■ Reading text ■
============

In In re Spanish Peaks Holdings II, LLC, Case No. 15-35572 (9th Cir. Sept. 12, 2017), the Ninth Circuit Court of Appeals held that a bankruptcy trustee may use Section 363(f) of the Bankruptcy Code to sell real property free and clear of unexpired leases without affording the non-debtor lessees the right to retain possession of the property. In reaching its decision, the Ninth Circuit also rejected an argument made by the buyer that the appeal was moot under Section 363(m) of the Bankruptcy Code, holding that Section 363(m) only applies to the transfer itself, as opposed to the free and clear aspect of the sale. A copy of the opinion may be found here.
General Background:
One of the core powers of a bankruptcy trustee or debtor-in-possession is the ability to assume or reject executory contracts and unexpired leases. This power allows the trustee to keep the deals that are good for the estate and shed those that burden the estate, facilitating the trustee’s ability to reorganize or maximize the value of estate assets in liquidation. However, the Bankruptcy Code is in many ways a delicate balancing of competing interests, and here Congress did not leave the non-debtor counterparties to these contracts and leases completely out in the cold. The Bankruptcy Code rather includes a number of protections for such parties that have the apparent intent of softening the blow of the trustee’s rejection power on such parties. In the case of lessees, the Bankruptcy Code provides in Section 365(h) that a non-debtor lessee whose unexpired lease is rejected by the trustee-lessor may still opt to pay rent and remain in possession of the property for the duration of the lease.

============

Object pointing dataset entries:
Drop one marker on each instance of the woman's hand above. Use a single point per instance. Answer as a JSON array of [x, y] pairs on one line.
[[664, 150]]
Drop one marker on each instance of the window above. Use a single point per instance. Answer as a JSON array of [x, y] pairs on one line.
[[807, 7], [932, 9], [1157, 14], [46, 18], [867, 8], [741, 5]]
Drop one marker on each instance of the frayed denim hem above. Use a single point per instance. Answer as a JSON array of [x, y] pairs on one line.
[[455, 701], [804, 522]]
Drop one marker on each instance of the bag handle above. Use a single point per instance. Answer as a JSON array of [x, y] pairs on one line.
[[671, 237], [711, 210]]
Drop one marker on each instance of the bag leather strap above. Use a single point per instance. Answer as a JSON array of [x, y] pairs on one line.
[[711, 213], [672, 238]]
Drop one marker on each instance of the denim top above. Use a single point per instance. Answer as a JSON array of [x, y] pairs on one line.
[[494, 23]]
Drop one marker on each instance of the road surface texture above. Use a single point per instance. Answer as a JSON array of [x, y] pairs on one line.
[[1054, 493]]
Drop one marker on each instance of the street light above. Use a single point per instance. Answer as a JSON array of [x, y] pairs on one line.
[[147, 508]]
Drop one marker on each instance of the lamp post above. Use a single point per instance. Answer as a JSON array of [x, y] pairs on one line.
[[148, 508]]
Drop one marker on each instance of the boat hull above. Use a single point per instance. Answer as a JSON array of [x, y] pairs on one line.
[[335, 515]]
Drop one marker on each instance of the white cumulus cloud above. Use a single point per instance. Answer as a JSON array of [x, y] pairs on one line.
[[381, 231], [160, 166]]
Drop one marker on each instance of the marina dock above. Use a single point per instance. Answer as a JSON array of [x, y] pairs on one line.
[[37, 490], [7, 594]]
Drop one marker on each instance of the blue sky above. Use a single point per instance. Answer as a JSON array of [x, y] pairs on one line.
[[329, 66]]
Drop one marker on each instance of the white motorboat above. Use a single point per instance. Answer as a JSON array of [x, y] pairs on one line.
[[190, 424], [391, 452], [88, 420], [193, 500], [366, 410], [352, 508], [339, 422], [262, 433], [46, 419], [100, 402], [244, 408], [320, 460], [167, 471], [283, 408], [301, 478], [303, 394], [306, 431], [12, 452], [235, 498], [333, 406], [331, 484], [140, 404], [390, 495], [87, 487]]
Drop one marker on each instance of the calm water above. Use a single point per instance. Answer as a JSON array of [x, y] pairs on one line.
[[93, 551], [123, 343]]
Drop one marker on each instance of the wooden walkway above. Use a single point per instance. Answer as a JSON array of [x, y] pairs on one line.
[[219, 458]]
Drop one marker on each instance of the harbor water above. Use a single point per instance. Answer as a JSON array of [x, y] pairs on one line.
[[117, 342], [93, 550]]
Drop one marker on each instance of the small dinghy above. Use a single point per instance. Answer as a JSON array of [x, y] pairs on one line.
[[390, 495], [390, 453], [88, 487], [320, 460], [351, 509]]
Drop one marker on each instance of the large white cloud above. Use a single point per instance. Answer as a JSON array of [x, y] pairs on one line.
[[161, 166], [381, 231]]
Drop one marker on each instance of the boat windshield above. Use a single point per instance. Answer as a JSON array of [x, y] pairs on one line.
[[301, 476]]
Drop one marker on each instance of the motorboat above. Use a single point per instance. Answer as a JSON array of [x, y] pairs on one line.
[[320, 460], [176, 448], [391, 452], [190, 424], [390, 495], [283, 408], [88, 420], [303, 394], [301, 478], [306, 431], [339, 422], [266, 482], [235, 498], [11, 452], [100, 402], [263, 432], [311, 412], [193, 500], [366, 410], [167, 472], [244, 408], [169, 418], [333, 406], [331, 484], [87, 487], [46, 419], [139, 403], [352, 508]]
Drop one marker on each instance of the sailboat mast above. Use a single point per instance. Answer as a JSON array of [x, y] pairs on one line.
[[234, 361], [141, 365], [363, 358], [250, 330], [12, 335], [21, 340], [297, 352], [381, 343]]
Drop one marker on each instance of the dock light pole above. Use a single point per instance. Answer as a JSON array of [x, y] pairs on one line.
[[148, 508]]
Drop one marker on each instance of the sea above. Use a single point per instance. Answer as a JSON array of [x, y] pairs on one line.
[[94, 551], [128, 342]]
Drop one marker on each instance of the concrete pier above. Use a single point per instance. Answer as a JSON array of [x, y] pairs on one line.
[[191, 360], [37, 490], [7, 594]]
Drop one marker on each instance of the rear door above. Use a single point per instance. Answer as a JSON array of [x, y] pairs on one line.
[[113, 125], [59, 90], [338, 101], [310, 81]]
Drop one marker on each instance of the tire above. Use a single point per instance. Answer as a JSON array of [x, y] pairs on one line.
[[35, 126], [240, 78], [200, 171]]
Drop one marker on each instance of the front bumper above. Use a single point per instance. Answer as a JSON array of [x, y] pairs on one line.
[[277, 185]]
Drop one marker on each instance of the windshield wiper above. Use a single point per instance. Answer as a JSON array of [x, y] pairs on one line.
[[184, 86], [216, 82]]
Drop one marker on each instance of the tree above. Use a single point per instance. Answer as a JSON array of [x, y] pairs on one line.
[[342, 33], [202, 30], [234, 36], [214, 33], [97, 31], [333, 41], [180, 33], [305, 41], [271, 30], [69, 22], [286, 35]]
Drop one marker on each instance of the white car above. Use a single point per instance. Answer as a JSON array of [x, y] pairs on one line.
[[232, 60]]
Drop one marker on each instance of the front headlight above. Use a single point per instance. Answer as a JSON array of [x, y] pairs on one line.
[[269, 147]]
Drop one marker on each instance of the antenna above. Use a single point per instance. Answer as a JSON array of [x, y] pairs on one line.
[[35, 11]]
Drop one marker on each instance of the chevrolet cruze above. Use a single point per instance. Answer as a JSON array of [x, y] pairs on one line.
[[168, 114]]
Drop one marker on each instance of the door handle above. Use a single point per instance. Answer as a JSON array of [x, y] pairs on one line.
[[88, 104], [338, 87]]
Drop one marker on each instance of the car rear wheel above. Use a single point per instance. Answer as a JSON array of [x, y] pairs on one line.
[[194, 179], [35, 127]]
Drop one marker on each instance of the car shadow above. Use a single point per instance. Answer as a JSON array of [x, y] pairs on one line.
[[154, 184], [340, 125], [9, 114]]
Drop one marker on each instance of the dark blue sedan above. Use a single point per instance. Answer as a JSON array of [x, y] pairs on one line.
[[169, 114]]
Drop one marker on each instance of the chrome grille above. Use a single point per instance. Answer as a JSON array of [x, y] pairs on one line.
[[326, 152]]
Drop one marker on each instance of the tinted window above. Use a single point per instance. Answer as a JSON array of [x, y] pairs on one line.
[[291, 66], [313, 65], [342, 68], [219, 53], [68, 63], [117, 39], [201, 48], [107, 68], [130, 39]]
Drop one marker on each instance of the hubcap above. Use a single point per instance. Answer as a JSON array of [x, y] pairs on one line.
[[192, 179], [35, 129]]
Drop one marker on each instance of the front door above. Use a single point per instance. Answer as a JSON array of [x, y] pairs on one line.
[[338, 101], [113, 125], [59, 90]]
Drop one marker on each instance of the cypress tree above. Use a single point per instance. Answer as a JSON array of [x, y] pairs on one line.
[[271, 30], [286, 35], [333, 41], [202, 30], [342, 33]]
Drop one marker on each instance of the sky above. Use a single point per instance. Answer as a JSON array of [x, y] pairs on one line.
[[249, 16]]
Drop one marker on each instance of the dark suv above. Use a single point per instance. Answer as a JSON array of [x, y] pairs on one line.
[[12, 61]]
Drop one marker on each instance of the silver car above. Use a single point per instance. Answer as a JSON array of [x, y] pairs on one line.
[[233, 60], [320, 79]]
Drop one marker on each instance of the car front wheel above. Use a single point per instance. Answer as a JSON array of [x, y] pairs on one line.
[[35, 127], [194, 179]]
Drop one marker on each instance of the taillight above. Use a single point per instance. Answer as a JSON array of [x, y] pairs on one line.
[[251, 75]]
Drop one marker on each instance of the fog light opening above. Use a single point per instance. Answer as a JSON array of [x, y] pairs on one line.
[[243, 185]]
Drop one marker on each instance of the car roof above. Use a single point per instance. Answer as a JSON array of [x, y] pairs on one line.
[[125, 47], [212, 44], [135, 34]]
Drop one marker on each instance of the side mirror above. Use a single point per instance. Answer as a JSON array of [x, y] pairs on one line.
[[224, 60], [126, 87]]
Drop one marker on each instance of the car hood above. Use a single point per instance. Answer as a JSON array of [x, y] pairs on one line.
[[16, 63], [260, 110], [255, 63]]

============

■ Written instruction 1 ■
Copy the passage on the Spanish Peaks bankruptcy ruling word for word, starting with "In In re Spanish" and going on through "be found here.".
■ Written instruction 2 ■
Write the next part of the passage on the Spanish Peaks bankruptcy ruling, picking up after its final sentence.

■ Result 1 ■
In In re Spanish Peaks Holdings II, LLC, Case No. 15-35572 (9th Cir. Sept. 12, 2017), the Ninth Circuit Court of Appeals held that a bankruptcy trustee may use Section 363(f) of the Bankruptcy Code to sell real property free and clear of unexpired leases without affording the non-debtor lessees the right to retain possession of the property. In reaching its decision, the Ninth Circuit also rejected an argument made by the buyer that the appeal was moot under Section 363(m) of the Bankruptcy Code, holding that Section 363(m) only applies to the transfer itself, as opposed to the free and clear aspect of the sale. A copy of the opinion may be found here.

■ Result 2 ■
Another core power of a trustee or debtor is the power to sell assets of the debtor’s estate free and clear of liens, claims, encumbrances and other interests pursuant to Section 363(f) of the Bankruptcy Code. This permits the trustee to maximize the value of the estate’s assets by providing buyers with clear title and relative certainty that the asset will be free from liens, litigation, and other issues. Indeed, it is to take advantage of this specific statutory provision that many bankruptcies are filed, as without the cleansing imprimatur of a bankruptcy court, distressed assets may be unsaleable, or at a minimum, significantly depressed in price.
Facts:
These two powers – the power to reject leases and the power to sell free and clear – come in conflict in Spanish Peaks, which was a chapter 7 liquidation involving a resort property in Montana. The two leases at issue were a 99 year lease for a restaurant property that paid $1,000 per year in rent and a 60 year commercial lease that paid $1,285 per year in rent. Both leases were made to entities related to the debtor and its founders, and both were significantly below market.
The largest creditor in the case by far was the secured lender, whose $122 million debt was secured by a mortgage on the property. The chapter 7 trustee and the lender worked out a plan for liquidating the debtor’s property that involved selling the property “free and clear of all liens” at an auction. The secured lender, a special purpose entity, ended up as the winning bidder at the auction for $26.1 million.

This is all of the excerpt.